[Start Selected excerpt]

First, the human manual mode is, by nature, a cost-benefit reasoning system that aims for optimal consequences.  Second, the human manual mode is susceptible to the ideal of impartiality.  And, I submit, this susceptibility is not tribe-specific.  Members of any tribe can get the idea behind the Golden Rule.  Put these two things together and we get manual modes that aspire, however imperfectly, to produce consequences that are optimal from an impartial perspective, giving equal weight to all people.

Here I can but wonder what species Greene is talking about.  It certainly isn’t ours.  I could cite dozens of passages in his own book that demonstrate that he himself has anything but an “impartial perspective.”  In any case, the result of brewing together happiness and impartiality to create what Greene refers to as a new “metamorality” is predictable.  It stands human morality completely on its head.  Divorced completely from the reasons it evolved to begin with, this new utilitarian morality, which Greene likes to refer to as “Deep Pragmatism,” insists that we reject the “inflexible, automatic mode, moral gizmos” that belong to the normal human complement of moral emotions whenever they don’t promote “happiness.”  We are not referring to our own happiness here.  Rather, we are to become servants of the happiness of all mankind.  As Greene puts it,

Utilitarianism is a very egalitarian philosophy, asking the haves to do a lot for the have-nots.  Were you to wake up tomorrow as a born-again utilitarian, the biggest change in your life would be your newfound devotion to helping unfortunate others.

[End Selected excerpt]

● **Set tasks**:
a: Repeat word for word the part of the critique of Greene's metamorality that begins at the words "Utilitarianism is a" and ends after "helping unfortunate others.".
b: Carry on the critique of Greene's metamorality, starting after its last sentence.
The listing has no connection to the critique of Greene's metamorality.

[Start Record extracts]

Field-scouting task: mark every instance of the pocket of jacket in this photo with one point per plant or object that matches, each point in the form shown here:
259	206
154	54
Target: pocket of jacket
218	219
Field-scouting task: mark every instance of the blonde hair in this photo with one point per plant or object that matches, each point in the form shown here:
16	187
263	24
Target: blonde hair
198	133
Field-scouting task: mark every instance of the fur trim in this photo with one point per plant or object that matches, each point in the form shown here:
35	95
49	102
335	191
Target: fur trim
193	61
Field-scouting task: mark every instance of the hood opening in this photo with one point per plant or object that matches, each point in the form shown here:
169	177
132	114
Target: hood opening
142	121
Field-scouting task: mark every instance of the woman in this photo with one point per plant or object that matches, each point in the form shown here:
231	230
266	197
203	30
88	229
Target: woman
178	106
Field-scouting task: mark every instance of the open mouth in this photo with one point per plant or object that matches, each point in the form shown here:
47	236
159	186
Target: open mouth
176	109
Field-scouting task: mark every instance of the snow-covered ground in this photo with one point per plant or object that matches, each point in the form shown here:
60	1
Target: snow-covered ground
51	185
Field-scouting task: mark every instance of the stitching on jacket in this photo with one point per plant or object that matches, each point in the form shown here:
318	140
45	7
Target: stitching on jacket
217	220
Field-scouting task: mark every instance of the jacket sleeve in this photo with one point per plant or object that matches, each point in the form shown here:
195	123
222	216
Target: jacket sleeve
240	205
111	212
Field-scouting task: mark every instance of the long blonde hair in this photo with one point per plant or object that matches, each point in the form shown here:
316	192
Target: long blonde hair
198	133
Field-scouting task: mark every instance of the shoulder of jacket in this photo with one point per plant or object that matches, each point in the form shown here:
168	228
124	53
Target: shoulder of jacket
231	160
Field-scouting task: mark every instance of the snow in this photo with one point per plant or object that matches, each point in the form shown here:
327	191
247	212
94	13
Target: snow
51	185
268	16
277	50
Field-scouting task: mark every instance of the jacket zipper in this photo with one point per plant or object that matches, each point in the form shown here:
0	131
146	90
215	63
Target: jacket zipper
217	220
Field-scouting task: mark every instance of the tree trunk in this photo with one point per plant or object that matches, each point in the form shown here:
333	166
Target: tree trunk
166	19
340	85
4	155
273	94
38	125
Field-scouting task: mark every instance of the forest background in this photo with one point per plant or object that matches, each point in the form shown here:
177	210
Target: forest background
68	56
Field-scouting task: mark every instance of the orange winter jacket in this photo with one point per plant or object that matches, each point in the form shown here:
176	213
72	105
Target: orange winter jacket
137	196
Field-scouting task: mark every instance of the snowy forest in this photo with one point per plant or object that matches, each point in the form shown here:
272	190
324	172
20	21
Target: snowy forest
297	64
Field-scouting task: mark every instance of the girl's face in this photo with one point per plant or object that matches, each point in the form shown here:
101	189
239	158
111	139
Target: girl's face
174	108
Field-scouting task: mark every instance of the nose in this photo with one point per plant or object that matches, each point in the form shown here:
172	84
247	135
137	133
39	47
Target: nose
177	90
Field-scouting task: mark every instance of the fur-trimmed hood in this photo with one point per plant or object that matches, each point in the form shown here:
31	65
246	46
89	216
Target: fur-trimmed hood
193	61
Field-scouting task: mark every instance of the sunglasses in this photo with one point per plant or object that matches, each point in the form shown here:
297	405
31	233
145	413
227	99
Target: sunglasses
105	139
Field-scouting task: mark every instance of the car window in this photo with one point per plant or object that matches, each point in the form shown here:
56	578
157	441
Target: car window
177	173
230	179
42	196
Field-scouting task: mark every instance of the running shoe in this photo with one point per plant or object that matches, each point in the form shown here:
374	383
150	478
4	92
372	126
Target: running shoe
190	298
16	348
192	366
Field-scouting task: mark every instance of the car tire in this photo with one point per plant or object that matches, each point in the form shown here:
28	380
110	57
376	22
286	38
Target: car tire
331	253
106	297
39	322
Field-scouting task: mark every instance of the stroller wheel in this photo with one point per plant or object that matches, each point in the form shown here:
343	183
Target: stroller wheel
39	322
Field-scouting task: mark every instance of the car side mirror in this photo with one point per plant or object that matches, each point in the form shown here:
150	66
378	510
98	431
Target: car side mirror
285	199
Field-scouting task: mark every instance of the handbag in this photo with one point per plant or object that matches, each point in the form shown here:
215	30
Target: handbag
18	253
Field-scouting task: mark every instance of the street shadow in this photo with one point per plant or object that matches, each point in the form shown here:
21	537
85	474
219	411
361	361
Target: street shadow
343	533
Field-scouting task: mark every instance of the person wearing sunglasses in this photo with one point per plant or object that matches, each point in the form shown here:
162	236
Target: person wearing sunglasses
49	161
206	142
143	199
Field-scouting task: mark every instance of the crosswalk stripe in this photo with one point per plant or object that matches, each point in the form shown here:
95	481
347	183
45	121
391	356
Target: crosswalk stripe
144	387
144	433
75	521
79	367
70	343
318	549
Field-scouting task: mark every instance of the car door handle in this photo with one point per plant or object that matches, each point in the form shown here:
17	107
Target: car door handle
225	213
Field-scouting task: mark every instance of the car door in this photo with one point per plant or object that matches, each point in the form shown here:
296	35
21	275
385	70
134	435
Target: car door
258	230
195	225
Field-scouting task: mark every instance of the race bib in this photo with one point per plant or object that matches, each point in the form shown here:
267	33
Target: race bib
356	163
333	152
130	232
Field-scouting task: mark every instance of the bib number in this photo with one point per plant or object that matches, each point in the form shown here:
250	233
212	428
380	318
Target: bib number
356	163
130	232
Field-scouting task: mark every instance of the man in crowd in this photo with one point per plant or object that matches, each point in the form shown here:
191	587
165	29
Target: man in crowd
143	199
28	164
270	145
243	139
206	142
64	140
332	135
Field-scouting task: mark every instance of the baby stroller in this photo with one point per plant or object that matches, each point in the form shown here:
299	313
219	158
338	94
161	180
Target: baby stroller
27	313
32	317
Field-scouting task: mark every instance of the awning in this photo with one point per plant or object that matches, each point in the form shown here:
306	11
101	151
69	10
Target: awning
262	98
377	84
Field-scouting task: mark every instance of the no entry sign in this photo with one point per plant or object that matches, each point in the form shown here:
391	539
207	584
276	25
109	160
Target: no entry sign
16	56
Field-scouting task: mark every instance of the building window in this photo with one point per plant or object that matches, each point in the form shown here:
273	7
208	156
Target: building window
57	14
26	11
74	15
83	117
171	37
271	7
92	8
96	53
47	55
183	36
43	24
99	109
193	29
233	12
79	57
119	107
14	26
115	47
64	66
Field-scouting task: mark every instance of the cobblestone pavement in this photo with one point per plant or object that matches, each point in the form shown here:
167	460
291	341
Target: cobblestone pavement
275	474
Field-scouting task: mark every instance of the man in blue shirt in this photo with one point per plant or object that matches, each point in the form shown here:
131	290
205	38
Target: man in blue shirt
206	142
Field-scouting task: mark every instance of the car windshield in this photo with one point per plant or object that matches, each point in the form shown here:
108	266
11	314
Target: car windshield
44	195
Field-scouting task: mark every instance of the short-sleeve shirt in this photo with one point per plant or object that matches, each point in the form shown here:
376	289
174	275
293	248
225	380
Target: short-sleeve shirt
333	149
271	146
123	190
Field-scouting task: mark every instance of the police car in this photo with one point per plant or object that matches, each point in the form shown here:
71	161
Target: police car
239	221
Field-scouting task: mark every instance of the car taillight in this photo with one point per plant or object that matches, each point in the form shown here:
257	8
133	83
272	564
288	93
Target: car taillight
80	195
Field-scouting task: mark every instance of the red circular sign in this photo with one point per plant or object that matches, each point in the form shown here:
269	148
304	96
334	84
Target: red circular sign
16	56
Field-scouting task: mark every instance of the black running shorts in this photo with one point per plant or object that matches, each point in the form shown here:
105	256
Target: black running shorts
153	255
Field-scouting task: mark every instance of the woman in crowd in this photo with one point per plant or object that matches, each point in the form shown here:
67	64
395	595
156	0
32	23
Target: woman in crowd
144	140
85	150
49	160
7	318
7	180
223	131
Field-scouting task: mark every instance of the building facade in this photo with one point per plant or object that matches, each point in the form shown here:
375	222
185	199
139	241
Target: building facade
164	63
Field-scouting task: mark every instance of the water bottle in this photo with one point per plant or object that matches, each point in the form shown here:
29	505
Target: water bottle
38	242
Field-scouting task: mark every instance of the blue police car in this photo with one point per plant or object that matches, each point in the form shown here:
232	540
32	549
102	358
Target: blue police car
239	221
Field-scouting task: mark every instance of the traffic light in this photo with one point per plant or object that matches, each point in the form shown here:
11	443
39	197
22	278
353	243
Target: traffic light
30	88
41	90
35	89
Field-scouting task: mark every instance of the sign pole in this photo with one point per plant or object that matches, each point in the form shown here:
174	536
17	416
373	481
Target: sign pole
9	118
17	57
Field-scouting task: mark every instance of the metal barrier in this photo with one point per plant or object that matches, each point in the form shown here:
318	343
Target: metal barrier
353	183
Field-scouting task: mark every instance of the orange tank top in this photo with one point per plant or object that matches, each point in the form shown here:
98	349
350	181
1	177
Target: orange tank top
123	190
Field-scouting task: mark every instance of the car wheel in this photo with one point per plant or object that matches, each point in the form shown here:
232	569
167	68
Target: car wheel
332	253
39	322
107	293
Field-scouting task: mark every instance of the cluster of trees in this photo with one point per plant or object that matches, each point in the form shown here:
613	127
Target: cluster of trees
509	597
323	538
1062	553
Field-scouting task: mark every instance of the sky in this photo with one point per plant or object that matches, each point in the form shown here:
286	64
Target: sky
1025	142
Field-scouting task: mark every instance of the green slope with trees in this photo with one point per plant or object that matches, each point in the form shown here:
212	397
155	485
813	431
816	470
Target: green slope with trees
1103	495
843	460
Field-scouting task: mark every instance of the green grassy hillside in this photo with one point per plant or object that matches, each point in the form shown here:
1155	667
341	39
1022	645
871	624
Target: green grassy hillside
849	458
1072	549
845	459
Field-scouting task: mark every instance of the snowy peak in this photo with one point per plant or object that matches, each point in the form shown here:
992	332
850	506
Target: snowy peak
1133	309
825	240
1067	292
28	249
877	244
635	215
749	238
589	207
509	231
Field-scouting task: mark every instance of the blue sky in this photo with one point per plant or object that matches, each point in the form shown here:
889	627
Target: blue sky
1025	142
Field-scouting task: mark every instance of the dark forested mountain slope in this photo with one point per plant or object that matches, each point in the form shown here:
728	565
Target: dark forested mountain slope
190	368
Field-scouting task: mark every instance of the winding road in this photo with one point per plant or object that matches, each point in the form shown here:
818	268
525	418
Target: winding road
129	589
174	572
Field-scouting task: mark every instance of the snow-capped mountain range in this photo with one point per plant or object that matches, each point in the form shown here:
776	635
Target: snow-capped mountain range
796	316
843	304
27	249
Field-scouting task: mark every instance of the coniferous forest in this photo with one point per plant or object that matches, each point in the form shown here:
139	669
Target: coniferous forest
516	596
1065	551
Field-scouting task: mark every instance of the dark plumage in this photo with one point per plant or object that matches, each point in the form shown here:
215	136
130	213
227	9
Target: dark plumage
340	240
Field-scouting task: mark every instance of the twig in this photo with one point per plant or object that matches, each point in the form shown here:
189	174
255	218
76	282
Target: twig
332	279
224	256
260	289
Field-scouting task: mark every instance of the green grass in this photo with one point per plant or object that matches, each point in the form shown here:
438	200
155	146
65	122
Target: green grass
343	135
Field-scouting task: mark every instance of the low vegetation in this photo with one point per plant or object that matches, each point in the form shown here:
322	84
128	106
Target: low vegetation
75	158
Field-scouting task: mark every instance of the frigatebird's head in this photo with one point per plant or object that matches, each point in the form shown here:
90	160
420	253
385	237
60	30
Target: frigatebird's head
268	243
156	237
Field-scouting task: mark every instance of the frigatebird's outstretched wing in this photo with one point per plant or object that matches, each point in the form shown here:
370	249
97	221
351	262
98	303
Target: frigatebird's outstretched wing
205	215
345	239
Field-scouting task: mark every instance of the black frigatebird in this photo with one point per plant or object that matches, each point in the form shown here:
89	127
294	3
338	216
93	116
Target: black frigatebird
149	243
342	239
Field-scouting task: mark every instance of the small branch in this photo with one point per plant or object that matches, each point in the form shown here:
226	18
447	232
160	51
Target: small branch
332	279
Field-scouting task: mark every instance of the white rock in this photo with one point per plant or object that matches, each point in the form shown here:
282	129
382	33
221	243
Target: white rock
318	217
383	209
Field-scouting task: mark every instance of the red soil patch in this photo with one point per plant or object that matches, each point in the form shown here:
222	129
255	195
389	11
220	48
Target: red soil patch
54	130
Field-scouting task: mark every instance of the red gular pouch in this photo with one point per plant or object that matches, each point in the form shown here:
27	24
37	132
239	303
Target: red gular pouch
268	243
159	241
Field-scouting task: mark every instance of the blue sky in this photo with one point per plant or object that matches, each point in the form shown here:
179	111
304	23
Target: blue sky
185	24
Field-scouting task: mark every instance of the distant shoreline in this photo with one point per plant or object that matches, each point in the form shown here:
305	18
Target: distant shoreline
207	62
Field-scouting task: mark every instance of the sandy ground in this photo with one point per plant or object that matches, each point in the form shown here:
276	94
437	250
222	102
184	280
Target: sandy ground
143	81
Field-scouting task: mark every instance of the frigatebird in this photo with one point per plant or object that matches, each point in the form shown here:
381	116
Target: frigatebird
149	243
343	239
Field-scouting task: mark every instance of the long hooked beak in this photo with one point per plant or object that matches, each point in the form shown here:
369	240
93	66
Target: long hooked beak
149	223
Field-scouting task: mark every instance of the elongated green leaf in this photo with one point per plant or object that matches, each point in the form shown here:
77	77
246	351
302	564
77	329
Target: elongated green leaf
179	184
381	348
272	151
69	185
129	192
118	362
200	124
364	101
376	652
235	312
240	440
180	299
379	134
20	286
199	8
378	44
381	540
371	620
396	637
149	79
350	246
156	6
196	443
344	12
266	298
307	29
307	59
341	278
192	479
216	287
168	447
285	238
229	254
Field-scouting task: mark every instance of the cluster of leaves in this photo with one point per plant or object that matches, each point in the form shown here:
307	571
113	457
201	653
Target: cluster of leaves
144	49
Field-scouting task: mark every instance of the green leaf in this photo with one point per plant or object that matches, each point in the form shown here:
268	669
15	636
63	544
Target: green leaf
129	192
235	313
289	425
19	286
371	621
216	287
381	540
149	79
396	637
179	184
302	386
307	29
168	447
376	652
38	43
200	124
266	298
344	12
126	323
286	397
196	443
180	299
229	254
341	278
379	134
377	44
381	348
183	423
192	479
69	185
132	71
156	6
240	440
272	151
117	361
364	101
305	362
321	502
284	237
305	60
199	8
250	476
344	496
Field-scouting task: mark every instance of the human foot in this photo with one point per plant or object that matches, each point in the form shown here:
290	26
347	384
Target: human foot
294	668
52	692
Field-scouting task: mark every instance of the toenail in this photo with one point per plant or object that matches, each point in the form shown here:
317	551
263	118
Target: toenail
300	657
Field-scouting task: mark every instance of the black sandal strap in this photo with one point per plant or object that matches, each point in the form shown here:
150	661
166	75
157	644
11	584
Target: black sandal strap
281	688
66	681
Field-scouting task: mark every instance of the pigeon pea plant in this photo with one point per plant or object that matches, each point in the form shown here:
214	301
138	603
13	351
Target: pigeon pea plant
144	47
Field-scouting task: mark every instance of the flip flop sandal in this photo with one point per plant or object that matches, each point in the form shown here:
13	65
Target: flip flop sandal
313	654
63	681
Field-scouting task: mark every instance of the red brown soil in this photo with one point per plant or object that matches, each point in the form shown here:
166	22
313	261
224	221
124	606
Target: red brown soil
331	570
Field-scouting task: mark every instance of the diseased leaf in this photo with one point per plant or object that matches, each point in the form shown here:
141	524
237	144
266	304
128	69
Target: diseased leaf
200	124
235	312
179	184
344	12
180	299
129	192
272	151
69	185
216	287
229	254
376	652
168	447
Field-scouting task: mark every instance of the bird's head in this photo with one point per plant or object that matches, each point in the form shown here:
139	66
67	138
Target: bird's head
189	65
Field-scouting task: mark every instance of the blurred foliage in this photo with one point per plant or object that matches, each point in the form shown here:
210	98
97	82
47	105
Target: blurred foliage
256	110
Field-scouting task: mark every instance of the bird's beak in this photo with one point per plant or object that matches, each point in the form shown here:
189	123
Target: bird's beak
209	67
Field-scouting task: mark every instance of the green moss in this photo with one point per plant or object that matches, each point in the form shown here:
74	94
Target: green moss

[End Record extracts]

● **Expected results**:
a:
Utilitarianism is a very egalitarian philosophy, asking the haves to do a lot for the have-nots.  Were you to wake up tomorrow as a born-again utilitarian, the biggest change in your life would be your newfound devotion to helping unfortunate others.

b:
We can excuse Mill for promoting such a philosophy.  He wrote before his philosophy could be informed by work of Darwin.  As a result, even though he was aware of contemporary theories claiming an innate basis to moral behavior, he rejected them.  In other words, he was a Blank Slater, though certainly not in the same sense as the ideologically motivated Blank Slaters who came after him, or the religiously motivated Blank Slaters, like Locke, who came before him.  As a result, he believed that the human mind could adopt virtually any morality, and concluded that the best one would be that which was also most useful.  Clearly, he realized that, if morality were innate, it would have profound implications for his theories.  As I have written elsewhere, I think it highly probable that, if he had lived in our times, he would have put two and two together and rejected utilitarianism.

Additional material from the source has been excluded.